WHAT TO DO: Below are entries; copy exactly the lines from the one with "Category: pan cooking surface" through the one with "Category: white trousers", both included, and leave out the rest.

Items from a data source
----------------------------------------
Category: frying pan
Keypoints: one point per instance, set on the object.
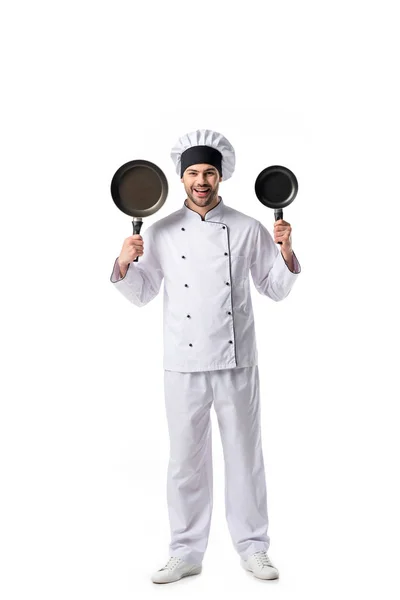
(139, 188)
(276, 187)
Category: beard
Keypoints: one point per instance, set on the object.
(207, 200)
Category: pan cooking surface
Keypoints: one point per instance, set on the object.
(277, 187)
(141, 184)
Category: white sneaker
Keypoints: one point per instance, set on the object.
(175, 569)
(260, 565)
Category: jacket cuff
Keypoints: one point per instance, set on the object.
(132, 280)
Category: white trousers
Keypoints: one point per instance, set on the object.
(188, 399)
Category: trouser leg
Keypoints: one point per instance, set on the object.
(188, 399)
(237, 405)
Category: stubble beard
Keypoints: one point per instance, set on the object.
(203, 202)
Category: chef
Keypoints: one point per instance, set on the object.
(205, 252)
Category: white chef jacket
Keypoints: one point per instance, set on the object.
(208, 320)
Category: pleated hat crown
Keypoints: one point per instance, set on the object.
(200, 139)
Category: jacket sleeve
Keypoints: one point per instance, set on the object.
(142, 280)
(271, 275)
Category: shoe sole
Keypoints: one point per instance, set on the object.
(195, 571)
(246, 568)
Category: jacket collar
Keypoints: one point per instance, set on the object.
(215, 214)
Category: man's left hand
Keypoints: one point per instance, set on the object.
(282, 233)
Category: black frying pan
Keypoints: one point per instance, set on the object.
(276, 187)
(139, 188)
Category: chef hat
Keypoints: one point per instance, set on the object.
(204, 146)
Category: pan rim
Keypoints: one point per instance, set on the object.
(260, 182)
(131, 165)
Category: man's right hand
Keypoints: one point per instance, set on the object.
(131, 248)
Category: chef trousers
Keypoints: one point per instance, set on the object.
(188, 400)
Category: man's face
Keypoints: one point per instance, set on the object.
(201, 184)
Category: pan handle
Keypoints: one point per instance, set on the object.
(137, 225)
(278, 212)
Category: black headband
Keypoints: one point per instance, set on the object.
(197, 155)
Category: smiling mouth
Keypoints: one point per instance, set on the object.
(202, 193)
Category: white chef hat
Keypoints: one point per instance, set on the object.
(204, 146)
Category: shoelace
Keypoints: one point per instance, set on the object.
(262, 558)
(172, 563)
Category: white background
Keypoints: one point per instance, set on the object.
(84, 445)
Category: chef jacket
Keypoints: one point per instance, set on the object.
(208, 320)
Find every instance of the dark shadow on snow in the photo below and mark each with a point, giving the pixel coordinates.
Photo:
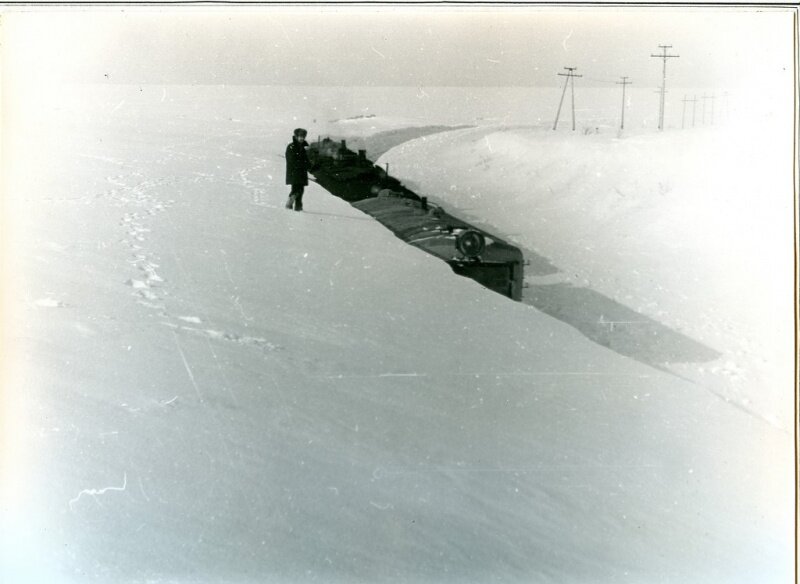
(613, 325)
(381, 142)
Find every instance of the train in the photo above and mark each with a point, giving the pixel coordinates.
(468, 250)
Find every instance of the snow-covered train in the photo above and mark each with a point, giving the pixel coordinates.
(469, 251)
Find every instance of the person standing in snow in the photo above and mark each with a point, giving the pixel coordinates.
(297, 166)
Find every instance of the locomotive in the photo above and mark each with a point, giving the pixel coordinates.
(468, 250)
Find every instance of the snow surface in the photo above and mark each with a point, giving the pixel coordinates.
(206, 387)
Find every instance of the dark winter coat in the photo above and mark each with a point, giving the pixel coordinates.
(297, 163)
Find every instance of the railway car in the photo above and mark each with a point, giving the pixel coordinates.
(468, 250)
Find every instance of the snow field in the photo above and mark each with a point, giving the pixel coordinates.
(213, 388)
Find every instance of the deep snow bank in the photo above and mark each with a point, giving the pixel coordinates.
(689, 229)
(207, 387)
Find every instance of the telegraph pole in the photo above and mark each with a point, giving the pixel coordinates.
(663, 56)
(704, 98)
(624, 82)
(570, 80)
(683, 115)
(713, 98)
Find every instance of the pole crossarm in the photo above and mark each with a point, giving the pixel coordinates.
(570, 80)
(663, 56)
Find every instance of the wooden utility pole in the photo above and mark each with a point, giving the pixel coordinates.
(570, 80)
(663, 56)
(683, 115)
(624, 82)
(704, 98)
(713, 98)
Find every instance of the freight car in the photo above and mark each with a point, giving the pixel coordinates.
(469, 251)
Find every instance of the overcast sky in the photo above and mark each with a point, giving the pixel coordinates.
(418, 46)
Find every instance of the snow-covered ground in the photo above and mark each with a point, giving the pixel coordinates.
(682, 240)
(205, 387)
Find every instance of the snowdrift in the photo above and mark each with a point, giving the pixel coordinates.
----------------------------------------
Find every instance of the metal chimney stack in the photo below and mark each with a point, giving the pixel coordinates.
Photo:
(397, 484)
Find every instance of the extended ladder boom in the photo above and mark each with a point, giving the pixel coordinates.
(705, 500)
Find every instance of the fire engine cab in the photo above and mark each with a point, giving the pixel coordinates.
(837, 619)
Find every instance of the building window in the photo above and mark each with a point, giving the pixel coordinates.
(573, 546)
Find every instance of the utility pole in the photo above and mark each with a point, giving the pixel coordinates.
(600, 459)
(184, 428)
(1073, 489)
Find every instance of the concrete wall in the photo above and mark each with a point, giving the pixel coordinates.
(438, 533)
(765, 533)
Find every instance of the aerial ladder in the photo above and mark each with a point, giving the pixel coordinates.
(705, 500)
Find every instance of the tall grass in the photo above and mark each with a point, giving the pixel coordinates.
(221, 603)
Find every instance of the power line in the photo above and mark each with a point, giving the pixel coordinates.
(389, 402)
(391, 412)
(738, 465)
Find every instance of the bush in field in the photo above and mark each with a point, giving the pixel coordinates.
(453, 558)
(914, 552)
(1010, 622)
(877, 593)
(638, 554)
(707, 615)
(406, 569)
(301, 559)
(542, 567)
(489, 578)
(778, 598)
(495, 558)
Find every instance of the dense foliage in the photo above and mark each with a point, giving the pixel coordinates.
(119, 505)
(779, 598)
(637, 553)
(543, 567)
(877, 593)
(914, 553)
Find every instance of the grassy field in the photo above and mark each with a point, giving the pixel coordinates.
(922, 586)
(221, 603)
----------------------------------------
ANSWER TO THIS EXERCISE:
Category: pan cooking surface
Keypoints: one point per instance, set on the object.
(277, 187)
(141, 184)
Category: white sneaker
Keypoints: one point per instance, set on the object.
(175, 569)
(260, 565)
Category: jacket cuff
Keypoints: one point per instance, set on the object.
(132, 280)
Category: white trousers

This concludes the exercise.